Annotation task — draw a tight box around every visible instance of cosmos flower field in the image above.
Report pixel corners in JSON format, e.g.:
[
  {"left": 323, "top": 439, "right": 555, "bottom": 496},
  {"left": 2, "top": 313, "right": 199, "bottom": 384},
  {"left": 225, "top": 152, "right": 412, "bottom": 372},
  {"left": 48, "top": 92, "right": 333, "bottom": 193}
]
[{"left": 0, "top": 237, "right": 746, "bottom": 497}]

______________________________

> [EXERCISE]: Quote the rows above verbatim, reproducing every line in its original order.

> [WRITTEN SOLUTION]:
Annotation task — draw a tight box around every visible instance of cosmos flower field in the image above.
Report pixel corners in JSON format, e.g.:
[
  {"left": 323, "top": 439, "right": 555, "bottom": 496},
  {"left": 2, "top": 313, "right": 199, "bottom": 384},
  {"left": 225, "top": 152, "right": 412, "bottom": 372},
  {"left": 48, "top": 92, "right": 333, "bottom": 193}
]
[{"left": 0, "top": 237, "right": 746, "bottom": 497}]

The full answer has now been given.